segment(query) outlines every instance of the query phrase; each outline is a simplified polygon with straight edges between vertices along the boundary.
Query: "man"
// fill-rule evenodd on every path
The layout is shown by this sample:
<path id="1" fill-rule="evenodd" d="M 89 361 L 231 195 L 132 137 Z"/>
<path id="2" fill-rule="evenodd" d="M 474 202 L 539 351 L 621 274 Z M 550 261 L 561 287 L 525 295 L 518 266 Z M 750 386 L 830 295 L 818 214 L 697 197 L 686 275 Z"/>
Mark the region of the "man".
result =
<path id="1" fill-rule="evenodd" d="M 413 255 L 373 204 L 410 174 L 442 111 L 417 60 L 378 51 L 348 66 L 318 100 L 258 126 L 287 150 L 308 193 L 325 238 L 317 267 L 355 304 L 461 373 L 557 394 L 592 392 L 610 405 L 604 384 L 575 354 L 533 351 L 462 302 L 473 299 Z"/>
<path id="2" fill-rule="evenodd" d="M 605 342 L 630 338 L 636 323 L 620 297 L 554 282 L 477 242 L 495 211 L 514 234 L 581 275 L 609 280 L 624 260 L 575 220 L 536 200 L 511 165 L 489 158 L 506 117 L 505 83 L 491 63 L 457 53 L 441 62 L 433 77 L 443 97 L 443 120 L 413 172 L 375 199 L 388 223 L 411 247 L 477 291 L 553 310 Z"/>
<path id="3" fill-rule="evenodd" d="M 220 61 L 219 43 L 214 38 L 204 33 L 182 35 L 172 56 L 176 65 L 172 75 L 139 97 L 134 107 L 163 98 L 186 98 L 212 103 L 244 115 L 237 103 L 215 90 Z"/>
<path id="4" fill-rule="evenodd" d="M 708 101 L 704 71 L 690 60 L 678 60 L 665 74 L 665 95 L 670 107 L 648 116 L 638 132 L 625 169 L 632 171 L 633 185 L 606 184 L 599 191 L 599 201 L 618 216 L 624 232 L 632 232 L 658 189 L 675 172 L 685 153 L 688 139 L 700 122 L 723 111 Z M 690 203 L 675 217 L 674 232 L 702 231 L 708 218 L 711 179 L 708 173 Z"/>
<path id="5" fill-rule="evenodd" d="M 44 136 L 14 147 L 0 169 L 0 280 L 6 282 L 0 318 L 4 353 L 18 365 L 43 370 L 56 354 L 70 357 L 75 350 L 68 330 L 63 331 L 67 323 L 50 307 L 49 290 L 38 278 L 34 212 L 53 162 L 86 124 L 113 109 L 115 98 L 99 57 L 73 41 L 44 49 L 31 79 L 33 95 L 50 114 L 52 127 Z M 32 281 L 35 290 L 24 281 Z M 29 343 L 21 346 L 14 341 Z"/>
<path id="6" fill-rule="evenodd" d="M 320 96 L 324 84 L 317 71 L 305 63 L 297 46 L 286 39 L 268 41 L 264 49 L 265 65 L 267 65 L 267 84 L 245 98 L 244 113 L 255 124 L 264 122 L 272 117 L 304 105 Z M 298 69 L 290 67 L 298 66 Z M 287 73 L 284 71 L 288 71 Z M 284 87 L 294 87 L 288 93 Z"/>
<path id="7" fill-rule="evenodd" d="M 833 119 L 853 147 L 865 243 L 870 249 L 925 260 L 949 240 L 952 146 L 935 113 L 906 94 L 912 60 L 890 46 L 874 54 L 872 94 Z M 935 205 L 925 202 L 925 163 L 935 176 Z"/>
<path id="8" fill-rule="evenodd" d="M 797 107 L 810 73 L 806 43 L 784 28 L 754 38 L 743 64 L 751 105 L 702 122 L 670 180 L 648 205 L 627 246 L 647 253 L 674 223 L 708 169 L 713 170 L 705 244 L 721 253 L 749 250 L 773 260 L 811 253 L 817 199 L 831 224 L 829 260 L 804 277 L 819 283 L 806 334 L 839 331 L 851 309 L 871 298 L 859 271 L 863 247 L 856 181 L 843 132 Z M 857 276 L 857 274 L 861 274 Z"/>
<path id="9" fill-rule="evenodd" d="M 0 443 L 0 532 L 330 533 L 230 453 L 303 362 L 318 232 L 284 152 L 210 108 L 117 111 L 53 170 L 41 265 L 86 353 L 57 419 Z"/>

============================================================

§ YOUR GOAL
Turn the lines from the start of the records through the line holding "89 361 L 231" (both included) into a numbered list, leaving out any blank lines.

§ SOLUTION TO THIS PROBLEM
1. segment(query) outlines every instance of the query phrase; each outline is a simplified polygon with straight edges between vertices along the boundary.
2. Query: "man"
3. // fill-rule evenodd on every path
4. The layout is shown by this sample:
5. <path id="1" fill-rule="evenodd" d="M 89 361 L 231 195 L 132 137 Z"/>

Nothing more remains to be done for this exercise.